The silk scarf in the background was a gift from our family’s dear friend Janet. My parents met her in Edmonton when they were graduate students.

The view from my dorm room in my first year at the U of A:

Kerry Clare says in her review that she is “besotted” by Molly of the Mall, and while she acknowledges that it might not be for everyone, “if you came of age in the 1990s, worked in a shopping mall, longed for a literary life, ever felt a bit weird about your dad’s devotion to Robbie Burns, dreamed of a romance that was swoon-worthy, felt confused in university English classes, and let 19th century novels play perhaps too great a role in informing your perspective on … everything—then you will not be sorry.”

Edmonton in the summer of 1991:

Sometimes I actually felt as if I were reading about my own life as the child of graduate students in the English Department at the University of Alberta. I thought of my own first name when Molly, who is named for Moll Flanders (and whose siblings are named Tess and Heathcliff), says that “The next generation of departmental children had solid Old Testament names.” When I read about Molly’s mother defending her master’s thesis on Botticelli just two days before Molly was born, I thought of my mother defending her master’s thesis on Malcolm Lowry’s novel Under the Volcano less than a month before I was born.

Like Molly, I have wondered “why there are no lovely poems about Edmonton.” (The only Edmonton poem I can think of at the moment is the one by Margaret Atwood that begins “So this is it / flat Edmonton….”) Molly remembers imagining that by the time she turned twenty, she’d be living “like one of Mum and Dad’s grad-student friends in one of those walk-up apartments off Whyte Avenue with misleadingly elegant names like The Alhambra or The Loch Lomond”; when I was nineteen, I sublet a friend’s apartment in one of those buildings, which—coincidentally—was the same one my parents had lived in when they were graduate students. Same building for sure, and, we think, possibly the same apartment.

I took a picture of the building, El Rancho, several years after I had moved out:

I enjoyed reading Molly’s letters to Miss Austen: “As you know, I am a young woman not only living in the south of Edmonton, but selling low-to-mid quality footwear in Canada’s largest shopping mall. Where am I to find three or four families in a country village? Without three or four families in a country village, will I ever be able to write fiction?” And I was amused by the answer she imagined receiving: “Perhaps given your situation, three or four shoe stores in a prairie city might instead be the very thing.” I love the mix tape Molly creates for Pride and Prejudice, which includes “You’re So Vain,” “If I Could Turn Back Time,” “Heaven Knows I’m Miserable Now,” and “Hard To Say I’m Sorry.”

> **ACTIVITY LIST**
[1] Render this sentence from the Molly of the Mall post in Spanish: "My parents met her in Edmonton when they were graduate students."
[2] Decide whether each statement below agrees with the Molly of the Mall post. Answer yes or no and quote the words that settle it.
(a) The writer's mother defended a master's thesis on Botticelli.
(b) Molly's siblings are named Tess and Heathcliff.
(c) The writer sublet a friend's apartment at age nineteen.
[3] Extend the Molly of the Mall post with new writing that picks up after its final sentence.

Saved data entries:
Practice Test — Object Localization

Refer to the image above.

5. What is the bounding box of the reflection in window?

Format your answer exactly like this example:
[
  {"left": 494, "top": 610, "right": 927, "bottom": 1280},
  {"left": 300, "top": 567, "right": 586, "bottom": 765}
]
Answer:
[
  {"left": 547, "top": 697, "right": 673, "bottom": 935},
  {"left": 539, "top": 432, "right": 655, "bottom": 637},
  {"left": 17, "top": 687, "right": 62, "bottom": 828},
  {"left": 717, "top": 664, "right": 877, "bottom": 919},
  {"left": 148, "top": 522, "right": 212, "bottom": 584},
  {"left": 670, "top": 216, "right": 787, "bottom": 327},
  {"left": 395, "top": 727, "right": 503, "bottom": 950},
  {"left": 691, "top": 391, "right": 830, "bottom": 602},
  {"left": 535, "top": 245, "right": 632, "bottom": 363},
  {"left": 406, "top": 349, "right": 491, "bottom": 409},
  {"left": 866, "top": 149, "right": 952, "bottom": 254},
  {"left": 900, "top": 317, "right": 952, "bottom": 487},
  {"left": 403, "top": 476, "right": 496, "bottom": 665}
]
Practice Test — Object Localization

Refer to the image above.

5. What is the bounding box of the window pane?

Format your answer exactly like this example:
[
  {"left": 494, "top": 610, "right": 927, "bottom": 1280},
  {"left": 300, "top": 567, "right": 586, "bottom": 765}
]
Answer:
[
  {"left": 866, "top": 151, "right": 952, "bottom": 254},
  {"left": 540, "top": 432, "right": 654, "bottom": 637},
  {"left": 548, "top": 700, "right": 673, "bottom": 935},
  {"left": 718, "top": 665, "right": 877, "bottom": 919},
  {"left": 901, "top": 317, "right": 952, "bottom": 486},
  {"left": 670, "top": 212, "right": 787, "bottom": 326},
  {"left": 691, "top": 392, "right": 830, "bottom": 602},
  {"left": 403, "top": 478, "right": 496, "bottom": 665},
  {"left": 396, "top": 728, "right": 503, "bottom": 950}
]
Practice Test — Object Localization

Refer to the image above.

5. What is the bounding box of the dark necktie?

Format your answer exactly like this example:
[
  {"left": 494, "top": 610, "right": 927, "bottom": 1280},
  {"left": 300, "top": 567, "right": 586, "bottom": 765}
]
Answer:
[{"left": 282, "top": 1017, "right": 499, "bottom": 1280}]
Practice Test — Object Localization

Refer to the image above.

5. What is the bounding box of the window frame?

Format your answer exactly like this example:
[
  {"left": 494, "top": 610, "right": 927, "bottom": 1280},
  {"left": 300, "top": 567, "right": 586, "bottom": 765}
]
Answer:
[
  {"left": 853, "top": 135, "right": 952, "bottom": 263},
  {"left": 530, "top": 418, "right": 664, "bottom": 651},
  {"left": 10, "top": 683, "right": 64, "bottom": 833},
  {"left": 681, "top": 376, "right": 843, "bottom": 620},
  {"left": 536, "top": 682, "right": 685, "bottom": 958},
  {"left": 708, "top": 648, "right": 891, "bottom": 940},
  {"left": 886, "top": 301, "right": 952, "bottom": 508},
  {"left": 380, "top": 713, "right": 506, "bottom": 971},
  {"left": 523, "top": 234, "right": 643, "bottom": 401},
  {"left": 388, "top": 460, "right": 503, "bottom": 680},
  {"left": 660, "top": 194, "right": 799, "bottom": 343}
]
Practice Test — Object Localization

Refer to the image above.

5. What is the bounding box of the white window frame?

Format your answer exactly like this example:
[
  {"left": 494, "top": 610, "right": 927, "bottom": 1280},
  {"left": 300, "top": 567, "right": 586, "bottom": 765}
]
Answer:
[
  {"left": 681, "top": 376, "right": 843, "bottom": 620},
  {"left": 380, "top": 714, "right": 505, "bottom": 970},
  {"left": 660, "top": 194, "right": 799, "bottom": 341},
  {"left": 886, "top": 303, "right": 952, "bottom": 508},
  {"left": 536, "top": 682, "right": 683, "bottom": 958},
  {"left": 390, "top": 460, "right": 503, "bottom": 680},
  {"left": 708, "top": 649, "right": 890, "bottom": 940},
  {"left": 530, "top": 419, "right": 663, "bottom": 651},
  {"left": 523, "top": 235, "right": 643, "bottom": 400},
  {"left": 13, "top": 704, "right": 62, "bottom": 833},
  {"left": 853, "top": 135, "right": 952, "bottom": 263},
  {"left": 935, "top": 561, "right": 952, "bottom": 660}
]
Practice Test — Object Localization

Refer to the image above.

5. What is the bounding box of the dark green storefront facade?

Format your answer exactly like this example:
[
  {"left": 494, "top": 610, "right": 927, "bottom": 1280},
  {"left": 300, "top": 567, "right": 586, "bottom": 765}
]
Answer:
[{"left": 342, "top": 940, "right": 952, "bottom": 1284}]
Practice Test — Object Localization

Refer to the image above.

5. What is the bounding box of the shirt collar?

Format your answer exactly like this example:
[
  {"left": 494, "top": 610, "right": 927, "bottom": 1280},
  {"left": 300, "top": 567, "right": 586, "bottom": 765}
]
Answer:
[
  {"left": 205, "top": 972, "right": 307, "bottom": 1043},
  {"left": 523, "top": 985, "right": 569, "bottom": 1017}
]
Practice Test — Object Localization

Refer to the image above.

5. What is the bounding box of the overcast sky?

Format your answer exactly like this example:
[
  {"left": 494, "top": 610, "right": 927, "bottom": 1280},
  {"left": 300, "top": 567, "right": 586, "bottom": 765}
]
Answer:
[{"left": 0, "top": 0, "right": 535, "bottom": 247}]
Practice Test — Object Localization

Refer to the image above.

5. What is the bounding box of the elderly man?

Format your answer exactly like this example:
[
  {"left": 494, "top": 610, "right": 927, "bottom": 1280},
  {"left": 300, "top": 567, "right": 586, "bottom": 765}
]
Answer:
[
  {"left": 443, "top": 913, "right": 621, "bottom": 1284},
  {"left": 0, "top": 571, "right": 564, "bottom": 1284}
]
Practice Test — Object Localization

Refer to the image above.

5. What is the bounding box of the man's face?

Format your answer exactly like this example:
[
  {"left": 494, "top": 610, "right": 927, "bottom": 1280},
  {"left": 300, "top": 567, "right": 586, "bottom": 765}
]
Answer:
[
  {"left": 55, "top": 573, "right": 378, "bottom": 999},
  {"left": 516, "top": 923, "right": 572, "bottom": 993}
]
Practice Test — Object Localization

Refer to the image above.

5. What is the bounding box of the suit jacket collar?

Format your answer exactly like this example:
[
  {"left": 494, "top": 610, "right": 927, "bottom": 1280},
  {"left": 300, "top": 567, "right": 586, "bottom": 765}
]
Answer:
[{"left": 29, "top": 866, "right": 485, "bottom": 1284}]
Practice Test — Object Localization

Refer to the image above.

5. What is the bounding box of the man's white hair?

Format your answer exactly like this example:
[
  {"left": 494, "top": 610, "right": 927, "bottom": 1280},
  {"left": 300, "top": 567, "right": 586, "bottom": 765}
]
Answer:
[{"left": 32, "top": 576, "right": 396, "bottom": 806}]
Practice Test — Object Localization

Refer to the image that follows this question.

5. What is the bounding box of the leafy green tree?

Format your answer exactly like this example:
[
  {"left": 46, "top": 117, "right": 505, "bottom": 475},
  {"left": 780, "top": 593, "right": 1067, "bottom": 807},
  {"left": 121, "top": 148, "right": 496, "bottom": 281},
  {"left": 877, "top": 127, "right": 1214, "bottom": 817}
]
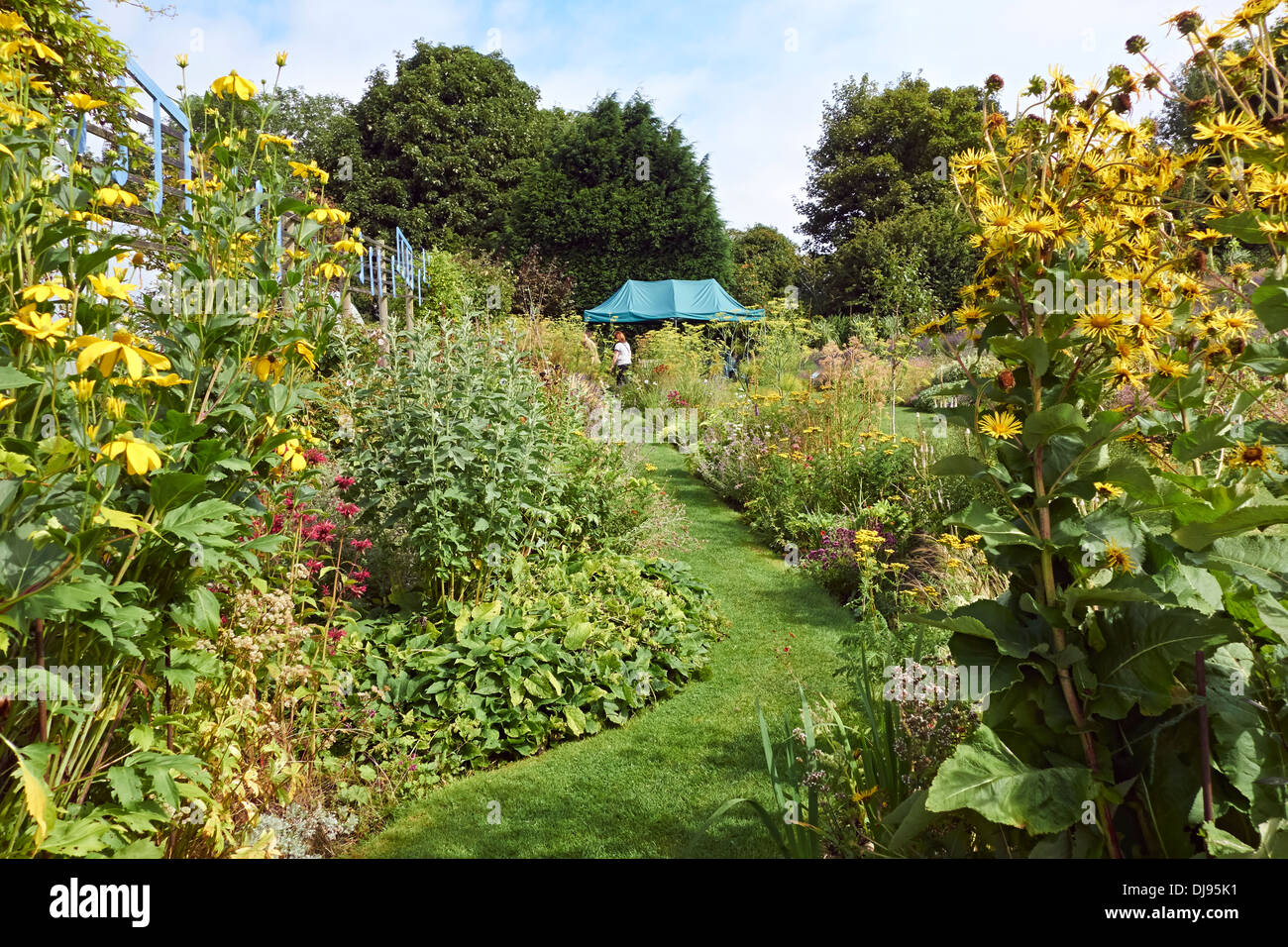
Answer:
[
  {"left": 728, "top": 224, "right": 802, "bottom": 307},
  {"left": 798, "top": 73, "right": 984, "bottom": 313},
  {"left": 332, "top": 40, "right": 538, "bottom": 253},
  {"left": 507, "top": 97, "right": 731, "bottom": 308}
]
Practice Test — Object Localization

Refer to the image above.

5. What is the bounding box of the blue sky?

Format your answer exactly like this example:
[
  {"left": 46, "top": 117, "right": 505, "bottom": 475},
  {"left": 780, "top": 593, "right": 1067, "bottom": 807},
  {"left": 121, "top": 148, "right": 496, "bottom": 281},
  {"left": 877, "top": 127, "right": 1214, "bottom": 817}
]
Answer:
[{"left": 91, "top": 0, "right": 1205, "bottom": 241}]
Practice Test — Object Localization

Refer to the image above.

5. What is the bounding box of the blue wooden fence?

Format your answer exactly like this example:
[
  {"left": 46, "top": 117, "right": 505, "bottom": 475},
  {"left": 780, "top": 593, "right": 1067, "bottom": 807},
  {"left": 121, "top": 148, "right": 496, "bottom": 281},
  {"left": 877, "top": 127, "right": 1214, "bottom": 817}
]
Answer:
[{"left": 73, "top": 58, "right": 429, "bottom": 303}]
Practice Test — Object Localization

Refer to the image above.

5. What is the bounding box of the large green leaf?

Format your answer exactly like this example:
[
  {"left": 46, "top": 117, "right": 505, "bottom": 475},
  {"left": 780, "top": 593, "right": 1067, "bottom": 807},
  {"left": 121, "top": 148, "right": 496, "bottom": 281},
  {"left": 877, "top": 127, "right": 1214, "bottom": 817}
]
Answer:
[
  {"left": 1252, "top": 275, "right": 1288, "bottom": 333},
  {"left": 1172, "top": 502, "right": 1288, "bottom": 552},
  {"left": 1091, "top": 603, "right": 1236, "bottom": 720},
  {"left": 926, "top": 725, "right": 1091, "bottom": 835},
  {"left": 1020, "top": 404, "right": 1087, "bottom": 449}
]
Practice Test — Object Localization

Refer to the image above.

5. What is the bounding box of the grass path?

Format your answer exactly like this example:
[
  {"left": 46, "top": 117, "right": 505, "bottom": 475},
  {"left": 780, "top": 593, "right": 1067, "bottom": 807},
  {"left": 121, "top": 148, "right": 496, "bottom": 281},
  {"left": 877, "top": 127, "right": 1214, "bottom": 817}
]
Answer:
[{"left": 353, "top": 447, "right": 853, "bottom": 858}]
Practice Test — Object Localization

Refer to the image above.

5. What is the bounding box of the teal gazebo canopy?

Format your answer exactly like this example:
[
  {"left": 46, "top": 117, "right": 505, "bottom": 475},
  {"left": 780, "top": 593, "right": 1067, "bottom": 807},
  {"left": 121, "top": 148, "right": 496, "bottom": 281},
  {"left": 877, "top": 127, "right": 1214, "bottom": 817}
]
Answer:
[{"left": 584, "top": 279, "right": 765, "bottom": 322}]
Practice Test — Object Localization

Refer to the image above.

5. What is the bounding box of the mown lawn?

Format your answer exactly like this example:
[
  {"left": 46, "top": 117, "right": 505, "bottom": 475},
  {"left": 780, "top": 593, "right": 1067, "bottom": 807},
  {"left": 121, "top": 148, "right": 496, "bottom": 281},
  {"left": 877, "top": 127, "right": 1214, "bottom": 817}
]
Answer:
[{"left": 353, "top": 447, "right": 853, "bottom": 858}]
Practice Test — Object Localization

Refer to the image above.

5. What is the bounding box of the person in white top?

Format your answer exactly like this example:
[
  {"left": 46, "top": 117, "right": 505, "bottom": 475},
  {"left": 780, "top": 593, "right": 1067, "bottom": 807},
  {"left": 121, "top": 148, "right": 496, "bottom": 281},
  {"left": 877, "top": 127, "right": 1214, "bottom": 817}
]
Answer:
[{"left": 613, "top": 329, "right": 631, "bottom": 388}]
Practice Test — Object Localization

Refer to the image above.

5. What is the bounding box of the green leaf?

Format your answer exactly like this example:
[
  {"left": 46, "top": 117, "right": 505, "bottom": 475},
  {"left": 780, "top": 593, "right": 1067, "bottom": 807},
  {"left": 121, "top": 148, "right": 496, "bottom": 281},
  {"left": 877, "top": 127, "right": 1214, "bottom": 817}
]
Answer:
[
  {"left": 1251, "top": 274, "right": 1288, "bottom": 333},
  {"left": 988, "top": 335, "right": 1051, "bottom": 378},
  {"left": 1172, "top": 502, "right": 1288, "bottom": 552},
  {"left": 926, "top": 725, "right": 1091, "bottom": 835},
  {"left": 1020, "top": 404, "right": 1087, "bottom": 450},
  {"left": 0, "top": 365, "right": 40, "bottom": 391}
]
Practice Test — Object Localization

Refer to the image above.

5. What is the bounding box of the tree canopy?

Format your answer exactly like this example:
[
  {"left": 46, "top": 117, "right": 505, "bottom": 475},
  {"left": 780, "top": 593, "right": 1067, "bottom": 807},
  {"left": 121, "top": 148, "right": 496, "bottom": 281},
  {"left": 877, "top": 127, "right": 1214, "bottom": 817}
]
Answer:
[
  {"left": 509, "top": 95, "right": 731, "bottom": 308},
  {"left": 336, "top": 40, "right": 537, "bottom": 252}
]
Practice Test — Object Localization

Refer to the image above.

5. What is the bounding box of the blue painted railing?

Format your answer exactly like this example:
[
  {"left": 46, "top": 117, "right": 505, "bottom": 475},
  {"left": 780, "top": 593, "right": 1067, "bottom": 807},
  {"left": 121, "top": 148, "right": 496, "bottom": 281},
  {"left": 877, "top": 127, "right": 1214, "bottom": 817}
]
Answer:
[{"left": 74, "top": 58, "right": 429, "bottom": 303}]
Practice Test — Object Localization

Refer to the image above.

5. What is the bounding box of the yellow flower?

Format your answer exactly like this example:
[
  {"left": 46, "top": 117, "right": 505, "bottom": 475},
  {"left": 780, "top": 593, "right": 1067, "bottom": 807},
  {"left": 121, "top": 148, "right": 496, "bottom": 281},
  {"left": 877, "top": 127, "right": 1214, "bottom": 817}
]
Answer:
[
  {"left": 277, "top": 437, "right": 308, "bottom": 473},
  {"left": 0, "top": 12, "right": 31, "bottom": 34},
  {"left": 98, "top": 433, "right": 161, "bottom": 476},
  {"left": 287, "top": 339, "right": 317, "bottom": 368},
  {"left": 979, "top": 410, "right": 1024, "bottom": 441},
  {"left": 0, "top": 36, "right": 63, "bottom": 65},
  {"left": 72, "top": 329, "right": 170, "bottom": 381},
  {"left": 67, "top": 377, "right": 94, "bottom": 401},
  {"left": 5, "top": 304, "right": 71, "bottom": 347},
  {"left": 210, "top": 69, "right": 255, "bottom": 102},
  {"left": 1105, "top": 543, "right": 1136, "bottom": 573},
  {"left": 1231, "top": 437, "right": 1271, "bottom": 471},
  {"left": 1073, "top": 312, "right": 1127, "bottom": 342},
  {"left": 89, "top": 270, "right": 139, "bottom": 303},
  {"left": 259, "top": 132, "right": 295, "bottom": 151},
  {"left": 67, "top": 91, "right": 107, "bottom": 112},
  {"left": 286, "top": 161, "right": 332, "bottom": 185},
  {"left": 139, "top": 371, "right": 192, "bottom": 388},
  {"left": 246, "top": 352, "right": 286, "bottom": 381},
  {"left": 308, "top": 207, "right": 349, "bottom": 224},
  {"left": 94, "top": 184, "right": 139, "bottom": 207},
  {"left": 1194, "top": 112, "right": 1267, "bottom": 149},
  {"left": 22, "top": 282, "right": 72, "bottom": 303}
]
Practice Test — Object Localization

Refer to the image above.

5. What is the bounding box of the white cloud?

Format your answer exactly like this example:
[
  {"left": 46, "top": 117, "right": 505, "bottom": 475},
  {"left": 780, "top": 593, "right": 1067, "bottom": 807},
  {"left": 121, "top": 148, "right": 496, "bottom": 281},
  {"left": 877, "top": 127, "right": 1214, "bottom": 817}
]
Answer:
[{"left": 94, "top": 0, "right": 1205, "bottom": 237}]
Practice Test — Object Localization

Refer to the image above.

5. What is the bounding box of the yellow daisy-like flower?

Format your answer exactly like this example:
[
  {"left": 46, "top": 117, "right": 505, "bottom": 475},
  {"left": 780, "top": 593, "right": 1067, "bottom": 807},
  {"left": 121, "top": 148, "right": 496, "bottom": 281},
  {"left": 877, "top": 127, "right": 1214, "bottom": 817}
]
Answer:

> **LIST OF ANSWERS**
[1] Mis padres la conocieron en Edmonton cuando eran estudiantes de posgrado.

[2]
(a) No: "my mother defending her master’s thesis on Malcolm Lowry’s novel Under the Volcano"
(b) Yes: "whose siblings are named Tess and Heathcliff"
(c) Yes: "when I was nineteen, I sublet a friend’s apartment in one of those buildings"

[3]
I almost forgot to mention Molly’s love of A Room with A View. She says the Princess Theatre (oh, how I loved that theatre!) shows the movie every six months, and she always goes with her friend Genevieve, who was with her when they saw it for the first time, as high school students.

The Princess in 2010:

Molly says, “We never talked with each other about how this movie has changed our lives; it’s just understood. Maybe we don’t want to pull too hard on its magic in case it crumbles before our eyes. If pressed, I think I would say this movie reminds me of beauty. And sunshine. And hope. And places other than Edmonton.” Each time they watched it together, “Everything but Italy, truth, and beauty ceased to exist.”

What would we do without A Room with a View? What would we do without books and movies, and poetry, and sewing, rug hooking, cross-stitch, or other creative projects?

I love the passage in which Molly exclaims “Oh, novels! What would I do without you?” She’s just spent an evening with Jane Austen’s Emma. “I love re-reading,” she says, “while trying to pretend I don’t know Emma will end up with Mr. Knightley. The suspense nearly kills me every time.”

I’ll pause, for now, with my new scrapbooking project, and leave you with a photo of a bouquet of tulips that my daughter brought home last week, which brightened our house during some cold and snowy winter days.